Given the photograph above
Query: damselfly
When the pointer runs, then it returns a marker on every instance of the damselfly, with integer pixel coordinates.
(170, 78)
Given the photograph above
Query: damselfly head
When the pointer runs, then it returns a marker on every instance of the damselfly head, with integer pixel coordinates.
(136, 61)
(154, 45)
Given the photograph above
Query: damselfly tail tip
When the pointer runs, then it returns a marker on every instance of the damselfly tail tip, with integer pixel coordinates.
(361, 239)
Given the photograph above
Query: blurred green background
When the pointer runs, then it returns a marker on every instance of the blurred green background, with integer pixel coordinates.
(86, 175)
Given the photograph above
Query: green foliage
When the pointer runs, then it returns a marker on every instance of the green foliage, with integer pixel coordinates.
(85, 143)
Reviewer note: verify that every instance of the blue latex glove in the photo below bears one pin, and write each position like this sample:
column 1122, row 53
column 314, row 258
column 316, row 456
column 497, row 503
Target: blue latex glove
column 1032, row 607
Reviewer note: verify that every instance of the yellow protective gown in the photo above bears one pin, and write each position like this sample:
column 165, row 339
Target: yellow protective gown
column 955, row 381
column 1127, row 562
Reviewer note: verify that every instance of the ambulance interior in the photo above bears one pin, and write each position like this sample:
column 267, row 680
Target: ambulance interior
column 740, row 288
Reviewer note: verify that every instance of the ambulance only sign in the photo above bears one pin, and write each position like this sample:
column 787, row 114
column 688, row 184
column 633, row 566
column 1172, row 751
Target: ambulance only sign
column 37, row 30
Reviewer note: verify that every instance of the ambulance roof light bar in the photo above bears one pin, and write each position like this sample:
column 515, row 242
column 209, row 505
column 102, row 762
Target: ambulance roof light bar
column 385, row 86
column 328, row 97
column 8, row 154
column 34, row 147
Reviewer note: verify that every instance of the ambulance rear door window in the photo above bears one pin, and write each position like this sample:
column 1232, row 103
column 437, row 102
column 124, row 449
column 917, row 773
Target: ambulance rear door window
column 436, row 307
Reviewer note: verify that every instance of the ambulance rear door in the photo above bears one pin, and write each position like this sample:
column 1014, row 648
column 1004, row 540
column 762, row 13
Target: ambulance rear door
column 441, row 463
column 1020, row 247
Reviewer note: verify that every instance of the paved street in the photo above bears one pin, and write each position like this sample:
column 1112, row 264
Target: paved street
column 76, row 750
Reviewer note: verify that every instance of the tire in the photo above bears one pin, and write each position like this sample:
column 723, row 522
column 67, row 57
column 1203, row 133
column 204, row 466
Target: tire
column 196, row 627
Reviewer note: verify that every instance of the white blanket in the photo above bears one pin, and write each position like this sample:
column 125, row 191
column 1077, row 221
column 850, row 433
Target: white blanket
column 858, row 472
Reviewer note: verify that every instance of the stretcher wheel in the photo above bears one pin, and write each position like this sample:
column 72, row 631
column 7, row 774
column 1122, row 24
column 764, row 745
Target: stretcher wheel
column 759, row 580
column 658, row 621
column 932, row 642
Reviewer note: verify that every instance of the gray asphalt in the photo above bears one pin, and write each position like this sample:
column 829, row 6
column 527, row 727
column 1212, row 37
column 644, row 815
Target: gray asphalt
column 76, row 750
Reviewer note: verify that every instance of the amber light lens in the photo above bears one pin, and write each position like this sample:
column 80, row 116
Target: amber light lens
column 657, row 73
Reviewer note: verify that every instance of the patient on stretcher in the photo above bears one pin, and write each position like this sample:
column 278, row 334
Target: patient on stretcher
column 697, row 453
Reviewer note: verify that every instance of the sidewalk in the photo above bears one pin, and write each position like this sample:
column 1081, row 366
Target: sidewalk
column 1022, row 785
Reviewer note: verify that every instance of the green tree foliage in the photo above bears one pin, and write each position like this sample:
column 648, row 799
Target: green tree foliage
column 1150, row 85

★ ★ ★ ★ ★ ★ ★

Among the lines above, return those that hold the word "Query".

Query: damselfly
Query: damselfly head
Query: damselfly tail tip
Query: blurred green background
Query: green foliage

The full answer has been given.